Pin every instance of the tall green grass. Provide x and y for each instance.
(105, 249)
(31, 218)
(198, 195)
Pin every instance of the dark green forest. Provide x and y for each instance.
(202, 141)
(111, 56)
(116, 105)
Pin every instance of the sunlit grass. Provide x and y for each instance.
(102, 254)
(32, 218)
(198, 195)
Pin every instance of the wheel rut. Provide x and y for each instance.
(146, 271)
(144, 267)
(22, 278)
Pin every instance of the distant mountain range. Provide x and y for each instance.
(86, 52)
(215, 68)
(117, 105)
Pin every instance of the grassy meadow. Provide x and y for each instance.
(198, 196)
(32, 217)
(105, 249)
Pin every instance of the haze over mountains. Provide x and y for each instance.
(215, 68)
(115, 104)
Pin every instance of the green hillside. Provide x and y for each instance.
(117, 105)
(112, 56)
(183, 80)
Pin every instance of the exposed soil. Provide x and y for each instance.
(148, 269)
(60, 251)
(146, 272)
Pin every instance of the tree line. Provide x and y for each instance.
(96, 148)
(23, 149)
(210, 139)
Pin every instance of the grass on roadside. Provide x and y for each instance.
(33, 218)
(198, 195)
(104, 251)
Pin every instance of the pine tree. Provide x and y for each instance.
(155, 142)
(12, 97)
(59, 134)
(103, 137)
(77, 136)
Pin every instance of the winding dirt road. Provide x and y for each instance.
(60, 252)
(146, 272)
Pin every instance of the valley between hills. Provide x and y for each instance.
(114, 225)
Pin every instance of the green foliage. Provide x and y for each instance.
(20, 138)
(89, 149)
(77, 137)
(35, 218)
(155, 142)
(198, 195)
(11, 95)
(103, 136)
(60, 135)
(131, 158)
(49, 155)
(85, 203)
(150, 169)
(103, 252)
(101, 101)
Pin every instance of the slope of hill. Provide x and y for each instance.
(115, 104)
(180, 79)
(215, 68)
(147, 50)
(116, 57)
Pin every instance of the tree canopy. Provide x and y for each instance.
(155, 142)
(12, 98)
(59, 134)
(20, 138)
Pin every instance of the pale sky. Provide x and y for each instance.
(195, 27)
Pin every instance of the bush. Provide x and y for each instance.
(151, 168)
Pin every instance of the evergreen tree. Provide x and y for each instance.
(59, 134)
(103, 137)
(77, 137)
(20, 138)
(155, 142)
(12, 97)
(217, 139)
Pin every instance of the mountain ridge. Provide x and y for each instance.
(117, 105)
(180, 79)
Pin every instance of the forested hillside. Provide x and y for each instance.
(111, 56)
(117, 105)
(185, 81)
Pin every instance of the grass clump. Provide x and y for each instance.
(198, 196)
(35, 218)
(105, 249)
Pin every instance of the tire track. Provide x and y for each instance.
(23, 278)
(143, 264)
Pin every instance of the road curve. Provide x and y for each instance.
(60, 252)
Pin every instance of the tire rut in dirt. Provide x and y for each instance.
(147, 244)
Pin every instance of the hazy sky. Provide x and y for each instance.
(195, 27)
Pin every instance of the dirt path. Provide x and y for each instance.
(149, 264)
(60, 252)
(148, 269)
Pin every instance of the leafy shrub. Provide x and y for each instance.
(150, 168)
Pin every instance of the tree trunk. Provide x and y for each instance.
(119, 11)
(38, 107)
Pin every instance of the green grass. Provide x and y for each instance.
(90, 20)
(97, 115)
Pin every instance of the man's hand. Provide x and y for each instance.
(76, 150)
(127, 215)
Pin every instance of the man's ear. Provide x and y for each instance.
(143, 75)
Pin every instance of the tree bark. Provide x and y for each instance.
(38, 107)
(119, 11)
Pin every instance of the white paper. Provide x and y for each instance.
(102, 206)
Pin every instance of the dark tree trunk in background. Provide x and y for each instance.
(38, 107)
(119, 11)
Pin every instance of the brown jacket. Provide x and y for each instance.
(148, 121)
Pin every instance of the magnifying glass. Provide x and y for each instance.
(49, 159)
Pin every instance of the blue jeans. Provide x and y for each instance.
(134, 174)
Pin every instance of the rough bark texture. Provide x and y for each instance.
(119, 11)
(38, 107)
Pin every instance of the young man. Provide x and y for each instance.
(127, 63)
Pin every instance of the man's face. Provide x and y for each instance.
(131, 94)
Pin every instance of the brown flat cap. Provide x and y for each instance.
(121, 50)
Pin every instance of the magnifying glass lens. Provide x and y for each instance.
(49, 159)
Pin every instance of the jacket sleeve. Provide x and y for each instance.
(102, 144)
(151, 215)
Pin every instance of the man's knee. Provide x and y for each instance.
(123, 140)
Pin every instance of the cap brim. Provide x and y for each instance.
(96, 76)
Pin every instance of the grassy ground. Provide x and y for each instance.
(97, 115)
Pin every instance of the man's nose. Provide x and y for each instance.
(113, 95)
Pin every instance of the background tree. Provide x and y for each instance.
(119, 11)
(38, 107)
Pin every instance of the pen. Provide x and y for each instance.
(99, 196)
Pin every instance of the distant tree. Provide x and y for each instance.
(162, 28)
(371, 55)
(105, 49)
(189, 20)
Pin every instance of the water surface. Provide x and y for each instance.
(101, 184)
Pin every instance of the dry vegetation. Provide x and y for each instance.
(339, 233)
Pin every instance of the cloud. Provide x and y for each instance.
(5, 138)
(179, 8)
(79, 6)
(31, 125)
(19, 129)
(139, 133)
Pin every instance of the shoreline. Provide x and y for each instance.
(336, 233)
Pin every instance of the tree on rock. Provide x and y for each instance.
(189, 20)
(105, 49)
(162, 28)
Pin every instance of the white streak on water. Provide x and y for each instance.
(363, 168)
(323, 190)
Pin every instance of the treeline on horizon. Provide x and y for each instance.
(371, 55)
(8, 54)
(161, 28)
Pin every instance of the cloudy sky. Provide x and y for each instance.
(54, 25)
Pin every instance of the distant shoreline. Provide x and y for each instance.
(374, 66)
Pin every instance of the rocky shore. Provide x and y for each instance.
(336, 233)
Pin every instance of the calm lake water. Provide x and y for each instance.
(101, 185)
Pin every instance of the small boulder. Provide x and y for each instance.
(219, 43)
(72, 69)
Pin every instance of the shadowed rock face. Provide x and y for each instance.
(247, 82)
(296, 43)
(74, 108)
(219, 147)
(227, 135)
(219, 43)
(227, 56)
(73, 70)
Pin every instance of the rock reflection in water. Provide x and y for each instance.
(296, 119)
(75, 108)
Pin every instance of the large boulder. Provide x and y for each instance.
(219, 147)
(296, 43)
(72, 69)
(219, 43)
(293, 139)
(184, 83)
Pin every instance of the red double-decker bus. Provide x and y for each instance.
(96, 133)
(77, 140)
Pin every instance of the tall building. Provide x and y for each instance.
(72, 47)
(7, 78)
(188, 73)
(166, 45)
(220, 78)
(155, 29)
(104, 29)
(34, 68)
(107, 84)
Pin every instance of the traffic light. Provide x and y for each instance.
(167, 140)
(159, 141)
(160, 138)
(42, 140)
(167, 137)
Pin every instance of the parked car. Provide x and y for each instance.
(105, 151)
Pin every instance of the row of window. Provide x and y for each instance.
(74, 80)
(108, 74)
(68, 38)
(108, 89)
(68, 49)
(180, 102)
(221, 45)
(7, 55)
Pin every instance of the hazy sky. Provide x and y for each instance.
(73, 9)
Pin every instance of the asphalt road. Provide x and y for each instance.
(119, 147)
----
**Your instructions:** Return the lines from the line containing "Pin every instance of the calm" to the end of the entries above, exactly as they appear and with no other output.

**Task output:**
Pin every instance of the calm lake water. Provide x and y for each instance.
(101, 185)
Pin every instance of the small boulder. Provide x and y for each instance.
(219, 43)
(72, 69)
Pin every instance of the shadowed rock face. Provide x and y for each instance.
(247, 82)
(296, 43)
(74, 108)
(219, 147)
(227, 135)
(219, 43)
(227, 56)
(73, 70)
Pin every instance of the rock reflection in water. Provide x and y for each instance.
(296, 119)
(75, 108)
Pin every instance of the large boulder. Provide x and y for each instance.
(219, 147)
(296, 43)
(72, 69)
(219, 43)
(293, 139)
(184, 83)
Pin every instance of the red double-decker bus. Provide x and y for each instance.
(96, 133)
(77, 140)
Pin every instance of the tall building. Provide x and y for each instance.
(72, 47)
(7, 78)
(188, 73)
(166, 45)
(220, 78)
(155, 29)
(104, 29)
(34, 68)
(107, 84)
Pin every instance of the traffic light. Provide x and y for each instance.
(167, 140)
(159, 141)
(160, 138)
(42, 140)
(167, 137)
Pin every instance of the parked car. Provide x and y for each instance.
(105, 151)
Pin every instance of the row of window. Provide x and y for each instance.
(74, 80)
(108, 74)
(68, 38)
(108, 89)
(68, 49)
(180, 102)
(221, 45)
(7, 55)
Pin every instance of the hazy sky. Provide x and y for each instance.
(73, 9)
Pin every instance of the asphalt road. Provide x and y for each instance.
(119, 147)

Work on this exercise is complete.